## start

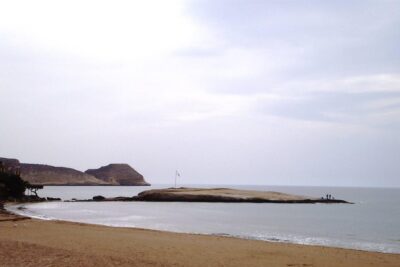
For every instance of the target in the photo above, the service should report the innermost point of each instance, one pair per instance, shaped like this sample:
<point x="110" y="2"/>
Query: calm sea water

## end
## start

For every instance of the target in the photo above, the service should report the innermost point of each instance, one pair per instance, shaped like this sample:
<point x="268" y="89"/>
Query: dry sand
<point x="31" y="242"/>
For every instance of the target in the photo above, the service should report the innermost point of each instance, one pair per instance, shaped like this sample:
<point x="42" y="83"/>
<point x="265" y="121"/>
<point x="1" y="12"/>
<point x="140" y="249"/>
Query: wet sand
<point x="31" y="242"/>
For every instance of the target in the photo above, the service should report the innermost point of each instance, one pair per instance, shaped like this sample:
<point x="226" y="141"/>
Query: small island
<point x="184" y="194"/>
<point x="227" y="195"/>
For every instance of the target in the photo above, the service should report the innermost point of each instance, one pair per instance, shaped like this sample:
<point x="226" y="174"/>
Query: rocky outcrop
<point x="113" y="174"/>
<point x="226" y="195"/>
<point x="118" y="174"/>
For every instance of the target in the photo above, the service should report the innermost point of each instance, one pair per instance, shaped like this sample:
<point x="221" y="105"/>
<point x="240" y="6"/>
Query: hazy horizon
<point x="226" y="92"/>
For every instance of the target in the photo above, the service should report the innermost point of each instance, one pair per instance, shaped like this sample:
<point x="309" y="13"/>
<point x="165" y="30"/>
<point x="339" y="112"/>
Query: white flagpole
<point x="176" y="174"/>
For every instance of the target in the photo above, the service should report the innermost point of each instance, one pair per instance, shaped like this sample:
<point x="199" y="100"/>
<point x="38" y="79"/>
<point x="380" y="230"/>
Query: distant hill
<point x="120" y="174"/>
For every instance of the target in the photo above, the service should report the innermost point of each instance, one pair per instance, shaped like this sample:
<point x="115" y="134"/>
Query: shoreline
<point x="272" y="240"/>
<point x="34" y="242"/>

## end

§ **EXERCISE PROMPT**: Extract each line in the records above that contains the string "Query".

§ **REPLY**:
Query: calm sea water
Query: dry sand
Query: wet sand
Query: small island
Query: rocky outcrop
Query: hazy horizon
Query: white flagpole
Query: distant hill
Query: shoreline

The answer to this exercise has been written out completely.